* Work to be completed *
Pull out every line of the material below that contains the string "boulder", copying each one unchanged. Matching is case-sensitive.

* Records *
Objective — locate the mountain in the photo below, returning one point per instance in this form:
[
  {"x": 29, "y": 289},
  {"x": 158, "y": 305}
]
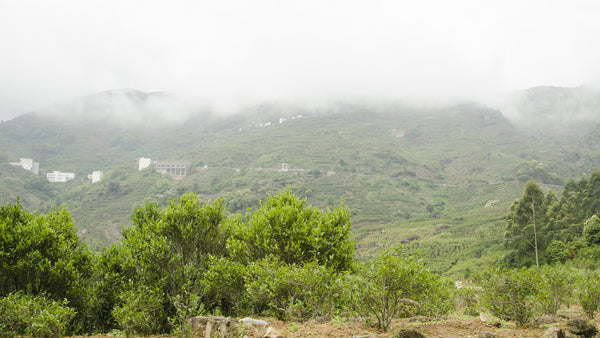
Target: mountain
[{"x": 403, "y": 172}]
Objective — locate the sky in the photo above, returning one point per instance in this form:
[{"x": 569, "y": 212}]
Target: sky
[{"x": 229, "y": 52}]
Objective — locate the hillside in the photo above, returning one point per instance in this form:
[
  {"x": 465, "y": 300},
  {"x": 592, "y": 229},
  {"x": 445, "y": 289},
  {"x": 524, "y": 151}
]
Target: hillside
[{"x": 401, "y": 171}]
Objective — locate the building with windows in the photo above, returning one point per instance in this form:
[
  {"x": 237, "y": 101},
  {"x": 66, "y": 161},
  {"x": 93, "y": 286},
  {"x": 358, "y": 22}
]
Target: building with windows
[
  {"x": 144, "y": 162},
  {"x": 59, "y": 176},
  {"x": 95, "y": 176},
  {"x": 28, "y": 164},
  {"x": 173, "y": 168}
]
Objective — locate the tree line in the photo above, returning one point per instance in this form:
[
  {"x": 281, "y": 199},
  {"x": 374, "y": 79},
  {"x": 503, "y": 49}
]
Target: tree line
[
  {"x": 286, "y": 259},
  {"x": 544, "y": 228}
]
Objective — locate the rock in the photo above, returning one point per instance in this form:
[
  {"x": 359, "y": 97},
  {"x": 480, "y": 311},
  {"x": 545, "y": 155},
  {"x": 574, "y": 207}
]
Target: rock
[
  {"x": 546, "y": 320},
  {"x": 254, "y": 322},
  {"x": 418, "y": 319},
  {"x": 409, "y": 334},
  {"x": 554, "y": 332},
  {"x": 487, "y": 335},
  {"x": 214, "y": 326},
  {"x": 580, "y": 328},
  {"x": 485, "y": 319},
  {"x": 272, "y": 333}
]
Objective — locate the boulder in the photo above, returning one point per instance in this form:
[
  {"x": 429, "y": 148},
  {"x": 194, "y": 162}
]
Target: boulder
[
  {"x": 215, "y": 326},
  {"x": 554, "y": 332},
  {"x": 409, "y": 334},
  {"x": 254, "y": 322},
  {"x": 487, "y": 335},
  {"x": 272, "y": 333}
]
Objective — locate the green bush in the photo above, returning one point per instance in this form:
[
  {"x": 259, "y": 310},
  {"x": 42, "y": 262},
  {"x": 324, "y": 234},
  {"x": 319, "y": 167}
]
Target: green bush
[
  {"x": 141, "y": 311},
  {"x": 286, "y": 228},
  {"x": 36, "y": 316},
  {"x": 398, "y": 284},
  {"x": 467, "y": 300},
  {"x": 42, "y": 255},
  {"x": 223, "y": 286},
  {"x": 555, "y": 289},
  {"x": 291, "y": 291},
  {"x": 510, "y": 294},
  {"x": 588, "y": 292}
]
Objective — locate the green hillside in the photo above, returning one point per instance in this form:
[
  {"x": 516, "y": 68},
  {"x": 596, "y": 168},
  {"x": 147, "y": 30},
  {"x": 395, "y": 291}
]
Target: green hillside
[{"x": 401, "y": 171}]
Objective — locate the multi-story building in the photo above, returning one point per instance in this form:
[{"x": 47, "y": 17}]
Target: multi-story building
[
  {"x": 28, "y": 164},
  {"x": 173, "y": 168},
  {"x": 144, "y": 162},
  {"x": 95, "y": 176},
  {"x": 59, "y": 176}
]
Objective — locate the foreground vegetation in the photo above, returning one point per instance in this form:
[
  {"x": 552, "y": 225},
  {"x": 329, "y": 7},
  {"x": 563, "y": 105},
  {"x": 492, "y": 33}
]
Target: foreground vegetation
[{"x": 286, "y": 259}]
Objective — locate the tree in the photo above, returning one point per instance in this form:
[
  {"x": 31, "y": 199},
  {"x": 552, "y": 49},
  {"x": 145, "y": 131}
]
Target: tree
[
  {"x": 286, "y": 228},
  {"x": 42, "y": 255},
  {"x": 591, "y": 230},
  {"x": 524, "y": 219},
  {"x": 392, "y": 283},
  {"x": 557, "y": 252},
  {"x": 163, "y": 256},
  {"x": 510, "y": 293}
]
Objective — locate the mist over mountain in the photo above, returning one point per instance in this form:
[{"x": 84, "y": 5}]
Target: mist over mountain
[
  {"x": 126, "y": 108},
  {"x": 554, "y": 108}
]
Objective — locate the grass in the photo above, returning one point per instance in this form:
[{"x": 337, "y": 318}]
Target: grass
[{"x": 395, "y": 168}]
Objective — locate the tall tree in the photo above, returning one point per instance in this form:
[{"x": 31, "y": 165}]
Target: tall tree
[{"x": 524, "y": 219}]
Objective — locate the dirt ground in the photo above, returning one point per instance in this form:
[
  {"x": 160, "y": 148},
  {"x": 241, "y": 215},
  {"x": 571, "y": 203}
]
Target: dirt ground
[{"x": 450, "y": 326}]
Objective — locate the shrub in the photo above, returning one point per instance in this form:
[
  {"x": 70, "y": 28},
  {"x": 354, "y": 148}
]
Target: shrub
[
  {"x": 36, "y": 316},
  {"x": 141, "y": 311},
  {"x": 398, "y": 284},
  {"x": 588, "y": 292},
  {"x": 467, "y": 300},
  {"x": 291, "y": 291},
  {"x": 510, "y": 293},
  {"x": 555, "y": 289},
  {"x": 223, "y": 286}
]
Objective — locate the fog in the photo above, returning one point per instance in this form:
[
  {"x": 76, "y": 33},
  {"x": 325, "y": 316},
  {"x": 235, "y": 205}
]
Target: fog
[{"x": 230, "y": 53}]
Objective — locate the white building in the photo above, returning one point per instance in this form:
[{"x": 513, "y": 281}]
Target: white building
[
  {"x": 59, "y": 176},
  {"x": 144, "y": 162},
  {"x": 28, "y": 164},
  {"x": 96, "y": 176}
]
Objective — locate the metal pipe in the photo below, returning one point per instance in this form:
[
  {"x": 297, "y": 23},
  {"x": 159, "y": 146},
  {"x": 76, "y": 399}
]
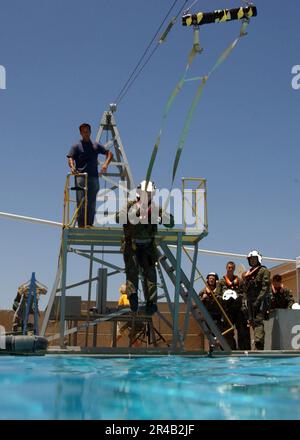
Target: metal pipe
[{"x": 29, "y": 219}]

---

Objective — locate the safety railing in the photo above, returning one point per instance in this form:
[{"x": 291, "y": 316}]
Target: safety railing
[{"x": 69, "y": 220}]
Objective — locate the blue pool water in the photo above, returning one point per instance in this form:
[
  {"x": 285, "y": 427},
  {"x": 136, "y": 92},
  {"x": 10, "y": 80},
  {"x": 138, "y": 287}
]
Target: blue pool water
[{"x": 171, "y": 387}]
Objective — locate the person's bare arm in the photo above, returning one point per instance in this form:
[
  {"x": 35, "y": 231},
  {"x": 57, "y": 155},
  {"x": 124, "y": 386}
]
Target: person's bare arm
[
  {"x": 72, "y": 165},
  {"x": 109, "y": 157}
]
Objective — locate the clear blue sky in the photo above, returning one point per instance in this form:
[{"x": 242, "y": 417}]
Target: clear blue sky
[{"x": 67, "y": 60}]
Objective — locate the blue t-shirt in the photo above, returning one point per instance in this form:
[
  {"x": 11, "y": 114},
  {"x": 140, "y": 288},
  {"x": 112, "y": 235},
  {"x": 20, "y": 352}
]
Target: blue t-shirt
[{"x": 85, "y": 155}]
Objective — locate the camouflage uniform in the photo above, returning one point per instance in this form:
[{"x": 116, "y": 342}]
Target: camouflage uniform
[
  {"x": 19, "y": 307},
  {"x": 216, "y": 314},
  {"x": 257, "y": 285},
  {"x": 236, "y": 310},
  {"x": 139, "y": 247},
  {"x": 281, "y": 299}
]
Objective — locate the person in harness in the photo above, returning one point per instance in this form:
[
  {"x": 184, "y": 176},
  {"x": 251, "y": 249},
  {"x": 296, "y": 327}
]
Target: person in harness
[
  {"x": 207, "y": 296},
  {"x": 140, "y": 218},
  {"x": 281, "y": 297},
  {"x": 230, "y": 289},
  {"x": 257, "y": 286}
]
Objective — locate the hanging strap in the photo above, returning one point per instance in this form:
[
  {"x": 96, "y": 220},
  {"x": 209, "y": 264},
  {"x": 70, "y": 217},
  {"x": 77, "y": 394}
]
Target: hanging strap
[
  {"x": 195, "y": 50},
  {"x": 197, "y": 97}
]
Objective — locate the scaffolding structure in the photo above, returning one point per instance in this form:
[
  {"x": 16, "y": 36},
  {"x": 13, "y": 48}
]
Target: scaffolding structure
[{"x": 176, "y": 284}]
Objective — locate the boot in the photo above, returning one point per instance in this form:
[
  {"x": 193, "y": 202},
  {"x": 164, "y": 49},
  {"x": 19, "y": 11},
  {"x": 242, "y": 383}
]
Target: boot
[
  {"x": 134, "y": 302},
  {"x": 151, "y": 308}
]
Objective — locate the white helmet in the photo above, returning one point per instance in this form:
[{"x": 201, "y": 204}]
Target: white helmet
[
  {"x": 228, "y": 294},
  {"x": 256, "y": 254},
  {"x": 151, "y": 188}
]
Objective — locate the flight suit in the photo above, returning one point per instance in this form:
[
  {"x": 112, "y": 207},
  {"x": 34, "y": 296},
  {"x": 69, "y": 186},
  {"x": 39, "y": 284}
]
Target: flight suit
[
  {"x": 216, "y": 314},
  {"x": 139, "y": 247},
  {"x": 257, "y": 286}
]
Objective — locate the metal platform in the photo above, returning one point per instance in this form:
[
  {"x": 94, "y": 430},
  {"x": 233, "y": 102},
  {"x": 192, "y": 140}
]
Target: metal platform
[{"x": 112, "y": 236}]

* * *

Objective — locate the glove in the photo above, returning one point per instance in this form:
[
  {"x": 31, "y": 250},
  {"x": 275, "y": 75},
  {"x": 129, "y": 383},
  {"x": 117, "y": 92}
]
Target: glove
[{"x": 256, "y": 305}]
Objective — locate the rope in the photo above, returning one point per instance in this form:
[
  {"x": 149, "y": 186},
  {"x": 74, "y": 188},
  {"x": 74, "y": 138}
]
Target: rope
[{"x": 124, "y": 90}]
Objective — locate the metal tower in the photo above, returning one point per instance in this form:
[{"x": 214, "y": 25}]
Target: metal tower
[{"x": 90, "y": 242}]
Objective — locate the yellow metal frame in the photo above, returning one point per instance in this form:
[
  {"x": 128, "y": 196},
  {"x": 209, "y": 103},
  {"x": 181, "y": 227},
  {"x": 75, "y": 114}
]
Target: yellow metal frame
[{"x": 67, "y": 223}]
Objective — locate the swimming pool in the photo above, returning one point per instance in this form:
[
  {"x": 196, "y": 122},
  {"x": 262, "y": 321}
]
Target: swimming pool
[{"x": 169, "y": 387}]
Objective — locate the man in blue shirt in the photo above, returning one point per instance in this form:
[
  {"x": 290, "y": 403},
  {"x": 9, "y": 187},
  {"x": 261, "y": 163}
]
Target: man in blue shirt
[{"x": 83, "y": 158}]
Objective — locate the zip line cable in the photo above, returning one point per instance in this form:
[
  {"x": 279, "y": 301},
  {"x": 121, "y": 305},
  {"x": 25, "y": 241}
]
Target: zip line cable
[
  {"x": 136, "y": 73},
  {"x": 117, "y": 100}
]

* Written answer *
Objective — locate the boulder in the photo above, returning one point per instance in this form:
Target: boulder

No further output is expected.